* start Input material *

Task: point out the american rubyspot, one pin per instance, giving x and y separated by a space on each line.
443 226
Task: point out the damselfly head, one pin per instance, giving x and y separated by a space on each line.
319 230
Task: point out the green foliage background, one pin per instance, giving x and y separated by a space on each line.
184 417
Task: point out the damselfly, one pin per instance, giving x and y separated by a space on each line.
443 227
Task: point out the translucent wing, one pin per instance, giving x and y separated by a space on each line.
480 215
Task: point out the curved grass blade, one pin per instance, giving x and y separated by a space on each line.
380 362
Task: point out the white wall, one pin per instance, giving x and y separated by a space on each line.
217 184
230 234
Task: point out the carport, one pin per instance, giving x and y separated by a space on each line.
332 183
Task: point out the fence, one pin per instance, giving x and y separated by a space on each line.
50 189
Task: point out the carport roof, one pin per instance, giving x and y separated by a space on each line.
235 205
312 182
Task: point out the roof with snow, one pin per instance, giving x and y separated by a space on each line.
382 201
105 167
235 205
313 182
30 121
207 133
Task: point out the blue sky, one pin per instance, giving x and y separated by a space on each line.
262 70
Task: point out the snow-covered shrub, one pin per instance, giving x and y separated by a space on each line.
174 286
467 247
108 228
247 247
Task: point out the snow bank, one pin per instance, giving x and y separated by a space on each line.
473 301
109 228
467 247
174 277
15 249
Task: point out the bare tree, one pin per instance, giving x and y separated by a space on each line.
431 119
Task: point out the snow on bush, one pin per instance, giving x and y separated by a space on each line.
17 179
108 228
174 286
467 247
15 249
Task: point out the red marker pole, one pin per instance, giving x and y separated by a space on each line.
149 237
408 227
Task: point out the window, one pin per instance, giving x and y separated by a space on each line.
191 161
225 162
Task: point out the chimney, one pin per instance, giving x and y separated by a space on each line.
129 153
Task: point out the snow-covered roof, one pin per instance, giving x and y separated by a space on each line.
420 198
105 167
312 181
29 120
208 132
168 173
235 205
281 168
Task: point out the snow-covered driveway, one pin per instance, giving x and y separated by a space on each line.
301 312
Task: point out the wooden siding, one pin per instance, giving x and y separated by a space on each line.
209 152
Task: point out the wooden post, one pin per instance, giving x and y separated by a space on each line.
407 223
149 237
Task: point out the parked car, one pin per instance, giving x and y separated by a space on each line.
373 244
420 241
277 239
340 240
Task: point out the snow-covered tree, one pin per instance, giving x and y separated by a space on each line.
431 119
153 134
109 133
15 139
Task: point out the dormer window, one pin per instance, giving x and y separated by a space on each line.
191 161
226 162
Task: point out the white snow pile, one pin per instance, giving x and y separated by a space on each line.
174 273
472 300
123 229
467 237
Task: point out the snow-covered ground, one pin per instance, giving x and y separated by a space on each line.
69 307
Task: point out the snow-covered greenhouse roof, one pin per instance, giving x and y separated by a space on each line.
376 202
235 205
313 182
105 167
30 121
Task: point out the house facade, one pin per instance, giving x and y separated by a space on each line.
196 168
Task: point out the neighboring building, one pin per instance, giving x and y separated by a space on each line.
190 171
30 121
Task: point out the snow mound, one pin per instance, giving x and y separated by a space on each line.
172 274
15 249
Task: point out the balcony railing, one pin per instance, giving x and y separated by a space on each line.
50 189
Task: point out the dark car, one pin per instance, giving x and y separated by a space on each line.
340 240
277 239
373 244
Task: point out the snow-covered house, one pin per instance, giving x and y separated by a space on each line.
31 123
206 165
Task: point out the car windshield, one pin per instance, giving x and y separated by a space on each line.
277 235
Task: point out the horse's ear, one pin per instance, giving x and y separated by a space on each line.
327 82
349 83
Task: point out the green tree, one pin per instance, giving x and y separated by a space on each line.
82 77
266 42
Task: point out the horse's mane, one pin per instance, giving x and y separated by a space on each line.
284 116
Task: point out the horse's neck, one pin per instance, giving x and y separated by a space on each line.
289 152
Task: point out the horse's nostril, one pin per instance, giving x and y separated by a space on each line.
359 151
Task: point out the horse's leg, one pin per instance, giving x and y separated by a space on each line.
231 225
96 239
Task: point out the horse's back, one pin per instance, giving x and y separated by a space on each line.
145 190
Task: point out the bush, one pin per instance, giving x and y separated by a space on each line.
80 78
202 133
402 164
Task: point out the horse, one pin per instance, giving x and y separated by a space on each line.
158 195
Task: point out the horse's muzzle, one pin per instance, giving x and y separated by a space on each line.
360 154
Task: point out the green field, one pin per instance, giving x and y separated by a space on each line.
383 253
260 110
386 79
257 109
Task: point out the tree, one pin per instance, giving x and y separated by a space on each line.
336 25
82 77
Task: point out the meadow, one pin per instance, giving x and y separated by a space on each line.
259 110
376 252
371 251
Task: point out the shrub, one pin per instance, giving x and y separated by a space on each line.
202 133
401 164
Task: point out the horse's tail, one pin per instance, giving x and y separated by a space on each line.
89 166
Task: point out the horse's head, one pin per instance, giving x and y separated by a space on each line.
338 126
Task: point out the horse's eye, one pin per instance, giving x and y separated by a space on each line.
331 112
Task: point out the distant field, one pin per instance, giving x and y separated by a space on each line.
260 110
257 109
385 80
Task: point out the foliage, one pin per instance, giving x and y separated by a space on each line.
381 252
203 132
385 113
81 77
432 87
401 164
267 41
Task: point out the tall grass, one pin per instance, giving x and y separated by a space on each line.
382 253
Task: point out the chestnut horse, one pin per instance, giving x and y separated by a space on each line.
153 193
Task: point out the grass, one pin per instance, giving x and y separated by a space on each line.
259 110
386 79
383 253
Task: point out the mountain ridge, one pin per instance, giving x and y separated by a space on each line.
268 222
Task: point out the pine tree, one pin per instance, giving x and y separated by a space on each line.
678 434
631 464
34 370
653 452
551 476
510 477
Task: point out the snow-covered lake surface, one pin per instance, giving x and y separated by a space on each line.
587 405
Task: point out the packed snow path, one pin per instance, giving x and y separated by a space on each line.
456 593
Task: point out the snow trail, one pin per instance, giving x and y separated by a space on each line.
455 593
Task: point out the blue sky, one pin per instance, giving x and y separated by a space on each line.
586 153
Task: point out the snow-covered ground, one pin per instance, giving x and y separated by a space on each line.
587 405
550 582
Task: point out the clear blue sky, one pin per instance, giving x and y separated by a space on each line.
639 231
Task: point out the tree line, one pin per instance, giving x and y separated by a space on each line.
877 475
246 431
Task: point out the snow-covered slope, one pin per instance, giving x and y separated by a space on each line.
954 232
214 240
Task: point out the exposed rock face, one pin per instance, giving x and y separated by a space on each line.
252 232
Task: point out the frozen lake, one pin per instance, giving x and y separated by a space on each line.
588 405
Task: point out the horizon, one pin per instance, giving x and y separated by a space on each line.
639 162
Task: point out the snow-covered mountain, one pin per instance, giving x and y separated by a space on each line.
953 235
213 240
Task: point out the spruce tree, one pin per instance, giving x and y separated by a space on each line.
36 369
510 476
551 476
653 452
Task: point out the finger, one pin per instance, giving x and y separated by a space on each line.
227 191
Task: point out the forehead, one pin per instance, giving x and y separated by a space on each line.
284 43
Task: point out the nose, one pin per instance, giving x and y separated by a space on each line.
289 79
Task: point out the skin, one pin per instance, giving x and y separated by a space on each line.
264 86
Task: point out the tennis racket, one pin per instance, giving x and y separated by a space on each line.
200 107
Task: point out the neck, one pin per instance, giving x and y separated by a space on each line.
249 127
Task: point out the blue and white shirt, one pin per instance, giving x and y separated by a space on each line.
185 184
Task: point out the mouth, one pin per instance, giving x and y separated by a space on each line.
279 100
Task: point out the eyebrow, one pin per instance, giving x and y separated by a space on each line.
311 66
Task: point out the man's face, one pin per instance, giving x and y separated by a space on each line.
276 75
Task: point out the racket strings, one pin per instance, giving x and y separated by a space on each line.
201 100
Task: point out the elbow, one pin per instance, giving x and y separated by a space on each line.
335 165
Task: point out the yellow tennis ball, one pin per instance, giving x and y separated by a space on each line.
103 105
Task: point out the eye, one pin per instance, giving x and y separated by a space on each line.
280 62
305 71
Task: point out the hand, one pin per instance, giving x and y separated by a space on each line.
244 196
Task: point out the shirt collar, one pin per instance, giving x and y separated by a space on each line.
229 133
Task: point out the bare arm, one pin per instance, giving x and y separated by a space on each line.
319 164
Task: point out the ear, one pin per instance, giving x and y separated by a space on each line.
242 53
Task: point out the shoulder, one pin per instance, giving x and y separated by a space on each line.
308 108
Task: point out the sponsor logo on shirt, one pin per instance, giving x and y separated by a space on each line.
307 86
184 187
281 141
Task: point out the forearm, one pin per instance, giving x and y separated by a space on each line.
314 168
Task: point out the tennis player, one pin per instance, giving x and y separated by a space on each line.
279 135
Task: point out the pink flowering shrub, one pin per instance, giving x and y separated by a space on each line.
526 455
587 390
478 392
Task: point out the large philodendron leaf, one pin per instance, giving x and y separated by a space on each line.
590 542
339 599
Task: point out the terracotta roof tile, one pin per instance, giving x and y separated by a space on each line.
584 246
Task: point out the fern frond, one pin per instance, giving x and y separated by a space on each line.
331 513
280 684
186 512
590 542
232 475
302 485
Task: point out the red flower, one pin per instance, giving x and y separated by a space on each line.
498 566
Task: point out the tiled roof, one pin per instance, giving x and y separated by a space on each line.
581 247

* end Input material *

> [Task directions]: Replace "fern frond" with "fern leaf" in the data from the line containing "Task: point out the terracotta" through the end. Write out those lines again, with everything else left unchanged.

> [Output of the exercise]:
Task: point out the terracotta roof tile, one pin per instance, giving x and y separated by a space on each line.
584 246
Task: point out the fern leaf, one pin per instance, giving x and y separated by a space on each line.
331 513
280 684
186 512
590 542
232 475
302 485
Task: point out the red flower, one pin per instance, giving x and y separated by a space on each line.
498 566
Task: point out the tiled roof, one pin per instance, giving x and y separated by a space on each line.
581 247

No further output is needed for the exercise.